__WORK TO BE COMPLETED__
Exactly the lines starting at the line containing "Target: rocky cliff face" and ending at the line containing "Mark every instance of the lamp" are to be written out from the listing below, both included.
*** Opening RECORDS FOR THE EXERCISE ***
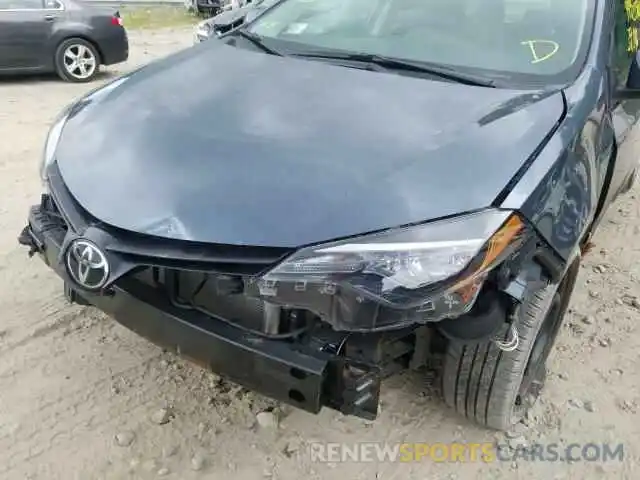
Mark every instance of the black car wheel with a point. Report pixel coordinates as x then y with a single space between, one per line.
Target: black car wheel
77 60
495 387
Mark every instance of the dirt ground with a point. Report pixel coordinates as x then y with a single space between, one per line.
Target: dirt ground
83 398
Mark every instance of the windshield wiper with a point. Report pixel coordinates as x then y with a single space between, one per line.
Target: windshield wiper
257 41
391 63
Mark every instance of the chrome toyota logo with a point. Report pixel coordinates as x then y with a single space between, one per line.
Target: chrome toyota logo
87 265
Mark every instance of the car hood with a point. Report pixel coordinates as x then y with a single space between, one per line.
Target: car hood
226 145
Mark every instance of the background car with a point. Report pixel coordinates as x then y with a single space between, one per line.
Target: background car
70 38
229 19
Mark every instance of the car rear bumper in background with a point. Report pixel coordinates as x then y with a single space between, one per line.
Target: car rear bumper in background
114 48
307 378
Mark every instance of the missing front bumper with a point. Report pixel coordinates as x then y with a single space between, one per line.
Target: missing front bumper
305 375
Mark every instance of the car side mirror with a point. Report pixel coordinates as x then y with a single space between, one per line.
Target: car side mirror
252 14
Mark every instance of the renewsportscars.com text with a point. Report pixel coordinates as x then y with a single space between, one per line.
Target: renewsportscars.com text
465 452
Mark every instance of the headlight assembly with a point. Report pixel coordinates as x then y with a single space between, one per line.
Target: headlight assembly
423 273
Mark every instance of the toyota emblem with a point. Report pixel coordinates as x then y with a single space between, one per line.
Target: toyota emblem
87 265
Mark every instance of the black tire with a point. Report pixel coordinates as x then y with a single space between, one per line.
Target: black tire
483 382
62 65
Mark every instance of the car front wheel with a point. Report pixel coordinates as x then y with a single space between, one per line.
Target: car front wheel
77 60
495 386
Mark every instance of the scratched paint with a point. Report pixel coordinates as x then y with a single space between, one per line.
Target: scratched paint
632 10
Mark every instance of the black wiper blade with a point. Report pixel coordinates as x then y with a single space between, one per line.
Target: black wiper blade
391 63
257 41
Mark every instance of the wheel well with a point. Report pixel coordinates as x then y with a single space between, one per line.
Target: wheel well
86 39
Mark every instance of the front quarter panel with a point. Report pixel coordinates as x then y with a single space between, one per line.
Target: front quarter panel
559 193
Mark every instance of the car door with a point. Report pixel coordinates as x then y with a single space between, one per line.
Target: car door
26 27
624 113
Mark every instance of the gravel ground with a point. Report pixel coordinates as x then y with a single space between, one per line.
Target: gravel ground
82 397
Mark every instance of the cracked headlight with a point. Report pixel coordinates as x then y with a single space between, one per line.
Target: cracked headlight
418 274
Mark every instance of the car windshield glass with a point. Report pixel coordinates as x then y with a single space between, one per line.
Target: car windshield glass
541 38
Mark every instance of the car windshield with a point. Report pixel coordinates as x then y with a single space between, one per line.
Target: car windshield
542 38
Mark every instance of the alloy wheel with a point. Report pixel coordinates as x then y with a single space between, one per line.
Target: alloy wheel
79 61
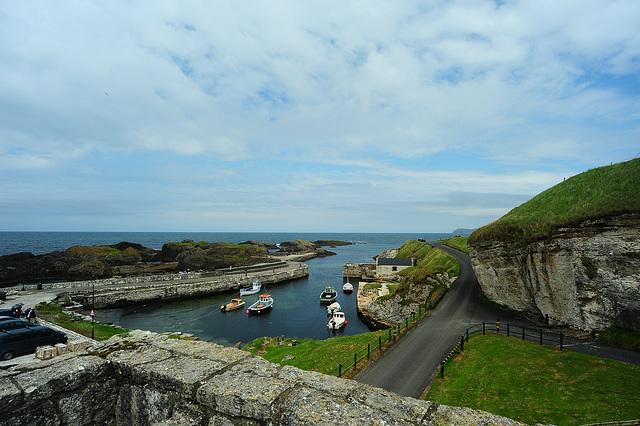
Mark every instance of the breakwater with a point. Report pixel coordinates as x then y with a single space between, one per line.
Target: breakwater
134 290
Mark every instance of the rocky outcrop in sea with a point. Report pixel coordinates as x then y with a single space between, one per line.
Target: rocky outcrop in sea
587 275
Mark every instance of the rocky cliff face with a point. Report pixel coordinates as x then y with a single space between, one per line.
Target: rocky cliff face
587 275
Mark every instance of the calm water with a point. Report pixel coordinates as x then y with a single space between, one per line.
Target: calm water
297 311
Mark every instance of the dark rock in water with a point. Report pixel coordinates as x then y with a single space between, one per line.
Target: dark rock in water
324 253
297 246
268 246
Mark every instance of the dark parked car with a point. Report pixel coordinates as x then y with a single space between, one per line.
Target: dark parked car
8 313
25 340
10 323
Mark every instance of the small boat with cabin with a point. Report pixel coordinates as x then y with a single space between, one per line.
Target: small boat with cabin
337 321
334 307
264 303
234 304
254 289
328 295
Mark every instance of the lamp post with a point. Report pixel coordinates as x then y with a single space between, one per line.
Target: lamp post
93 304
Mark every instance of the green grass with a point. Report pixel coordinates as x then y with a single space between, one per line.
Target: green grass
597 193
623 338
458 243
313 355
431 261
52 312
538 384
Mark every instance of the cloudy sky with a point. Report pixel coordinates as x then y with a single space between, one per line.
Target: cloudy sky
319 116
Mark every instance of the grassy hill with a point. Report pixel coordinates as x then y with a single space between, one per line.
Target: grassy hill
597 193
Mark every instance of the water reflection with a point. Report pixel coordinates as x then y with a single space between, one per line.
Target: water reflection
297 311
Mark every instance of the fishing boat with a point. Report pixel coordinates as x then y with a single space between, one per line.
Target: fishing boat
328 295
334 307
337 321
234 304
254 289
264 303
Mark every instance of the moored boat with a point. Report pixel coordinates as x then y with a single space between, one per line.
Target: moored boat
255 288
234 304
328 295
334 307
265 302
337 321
*** Closing RECORDS FOR THE EXERCISE ***
__SOLUTION__
Target: rocky cliff face
587 275
Mark every instance of the calm water with a point. Report pixel coordinates as x then y with a single space between, one per line.
Target: calm water
297 311
Mark every instance of the dark rock in water with a point. Report pixel coordinates as x then y with a single space between, one per line.
Target: dark rock in water
324 253
297 246
268 246
Mark every instance of the dark parked car with a point. Report pixel coordinates as x then y with a single space between, one per line.
Target: dark parked car
8 313
25 340
10 323
Mark every instance of the small boat with cabin with a point. Report pixel coordinates as x then y with a single space between, one per line.
Target: small boat with cabin
337 321
334 307
264 303
234 304
254 289
328 295
Mark every instance of the lamp post with a point. Report pixel coordinates as x then y with a single space between, one per line.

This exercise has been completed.